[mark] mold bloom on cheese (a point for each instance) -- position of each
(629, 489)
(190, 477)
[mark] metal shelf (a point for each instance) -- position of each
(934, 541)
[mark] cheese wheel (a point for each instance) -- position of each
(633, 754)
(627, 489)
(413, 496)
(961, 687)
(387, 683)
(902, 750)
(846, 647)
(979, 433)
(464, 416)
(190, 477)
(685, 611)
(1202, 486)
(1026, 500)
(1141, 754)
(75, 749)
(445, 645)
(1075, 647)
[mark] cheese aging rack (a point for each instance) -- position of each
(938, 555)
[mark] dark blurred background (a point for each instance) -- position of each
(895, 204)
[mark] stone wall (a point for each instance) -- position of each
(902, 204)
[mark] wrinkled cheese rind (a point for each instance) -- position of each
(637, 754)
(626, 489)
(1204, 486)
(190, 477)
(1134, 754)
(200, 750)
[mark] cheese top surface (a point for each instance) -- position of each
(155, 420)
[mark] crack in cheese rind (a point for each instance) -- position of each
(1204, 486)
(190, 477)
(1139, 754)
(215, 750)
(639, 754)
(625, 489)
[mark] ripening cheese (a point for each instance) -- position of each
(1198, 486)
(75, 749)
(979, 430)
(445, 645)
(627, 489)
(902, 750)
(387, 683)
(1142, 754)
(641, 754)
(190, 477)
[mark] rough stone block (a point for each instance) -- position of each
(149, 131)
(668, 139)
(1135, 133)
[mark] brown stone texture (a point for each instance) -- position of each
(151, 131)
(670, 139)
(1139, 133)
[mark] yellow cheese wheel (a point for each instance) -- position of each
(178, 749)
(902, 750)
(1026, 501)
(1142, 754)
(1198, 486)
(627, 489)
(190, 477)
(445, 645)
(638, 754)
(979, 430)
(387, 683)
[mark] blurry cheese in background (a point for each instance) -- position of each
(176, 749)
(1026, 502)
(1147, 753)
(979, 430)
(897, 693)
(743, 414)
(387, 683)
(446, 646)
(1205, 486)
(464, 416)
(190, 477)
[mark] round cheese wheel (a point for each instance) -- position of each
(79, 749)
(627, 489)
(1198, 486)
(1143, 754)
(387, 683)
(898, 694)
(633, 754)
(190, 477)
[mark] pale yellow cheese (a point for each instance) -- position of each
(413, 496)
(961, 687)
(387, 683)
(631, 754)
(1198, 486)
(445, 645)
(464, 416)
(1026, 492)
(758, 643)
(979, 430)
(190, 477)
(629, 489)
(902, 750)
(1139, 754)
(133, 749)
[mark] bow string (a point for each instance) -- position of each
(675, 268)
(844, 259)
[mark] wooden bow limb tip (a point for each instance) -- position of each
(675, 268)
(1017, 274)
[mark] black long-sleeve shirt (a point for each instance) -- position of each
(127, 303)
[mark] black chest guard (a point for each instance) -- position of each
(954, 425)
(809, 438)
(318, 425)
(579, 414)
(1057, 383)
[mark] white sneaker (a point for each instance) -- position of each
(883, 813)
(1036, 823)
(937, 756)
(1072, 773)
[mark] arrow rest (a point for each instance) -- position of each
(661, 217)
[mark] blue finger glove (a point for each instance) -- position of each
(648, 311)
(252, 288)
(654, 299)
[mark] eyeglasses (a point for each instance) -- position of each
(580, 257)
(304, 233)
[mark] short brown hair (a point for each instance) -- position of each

◆ ◆ ◆ ◆ ◆

任务说明
逐行提取上方全部数据，每行内容保持原样，不做任何改动。

答案
[mark] mold bloom on cheese (a point for each instance) -- position of each
(629, 489)
(190, 477)
[mark] metal shelf (a point for each instance) -- position of each
(934, 541)
[mark] cheese wheel (a point for each instance) -- position of each
(633, 754)
(627, 489)
(413, 496)
(961, 687)
(387, 683)
(902, 750)
(846, 647)
(979, 433)
(464, 416)
(190, 477)
(685, 611)
(1202, 486)
(1026, 500)
(1141, 754)
(75, 749)
(445, 645)
(1075, 647)
[mark] cheese aging rack (a point for each instance) -- position of each
(938, 555)
[mark] dark blurred background (a point for each instance) -- position of each
(895, 204)
[mark] stone wall (a point for each instance) -- position of each
(902, 204)
[mark] wrinkled cheese rind (a point for each instance) -- position of each
(637, 754)
(626, 489)
(1204, 486)
(190, 477)
(1134, 754)
(200, 750)
[mark] cheese top surface (a point for each instance) -- position of each
(155, 420)
[mark] crack in cheese rind (a point for each instance) -- position of each
(1204, 486)
(190, 477)
(1139, 754)
(215, 750)
(639, 754)
(625, 489)
[mark] ripening cheese (a point for each instance) -- position of each
(1198, 486)
(75, 749)
(979, 430)
(445, 645)
(627, 489)
(902, 750)
(387, 683)
(1142, 754)
(641, 754)
(190, 477)
[mark] rough stone block (a point for each instance) -- position of each
(149, 131)
(668, 139)
(1135, 133)
[mark] brown stone texture (a point for each instance) -- position of each
(151, 131)
(670, 139)
(1139, 133)
[mark] yellow cheese wheel (a point for each instance) -- position of each
(178, 749)
(902, 750)
(1026, 501)
(1142, 754)
(1198, 486)
(627, 489)
(190, 477)
(445, 645)
(638, 754)
(979, 430)
(387, 683)
[mark] blurry cheese in background (a point for each instance) -- position of each
(176, 749)
(1026, 502)
(1147, 753)
(979, 430)
(897, 693)
(743, 414)
(387, 683)
(446, 646)
(1205, 486)
(464, 416)
(190, 477)
[mark] round cheese wheel (a point for each instance) -- position of each
(79, 749)
(627, 489)
(1198, 486)
(1143, 754)
(387, 683)
(898, 694)
(633, 754)
(190, 477)
[mark] pale yellow cheese (a point for each instance) -- position of each
(413, 496)
(961, 687)
(387, 683)
(631, 754)
(1198, 486)
(445, 645)
(464, 416)
(1026, 492)
(758, 643)
(979, 430)
(190, 477)
(629, 489)
(902, 750)
(1139, 754)
(133, 749)
[mark] bow string (a point for each instance) -- position of each
(675, 268)
(844, 259)
[mark] wooden bow limb tip (a point for each instance) -- position of each
(675, 268)
(1017, 274)
[mark] black long-sleeve shirt (a point for each instance) -- position of each
(127, 303)
[mark] black chest guard (a point for each instance) -- position of each
(954, 425)
(809, 438)
(318, 425)
(579, 414)
(1057, 383)
[mark] white sneaker (a point for each instance) -- position of each
(883, 813)
(1036, 823)
(937, 756)
(1072, 773)
[mark] arrow rest (a point for each instance) -- position of each
(661, 217)
[mark] blue finger glove (a point for each instance) -- position of each
(648, 311)
(252, 288)
(654, 299)
[mark] eyeglasses (a point for each instance) -- position of each
(580, 257)
(304, 233)
[mark] short brown hair (a point for each instance) -- position of each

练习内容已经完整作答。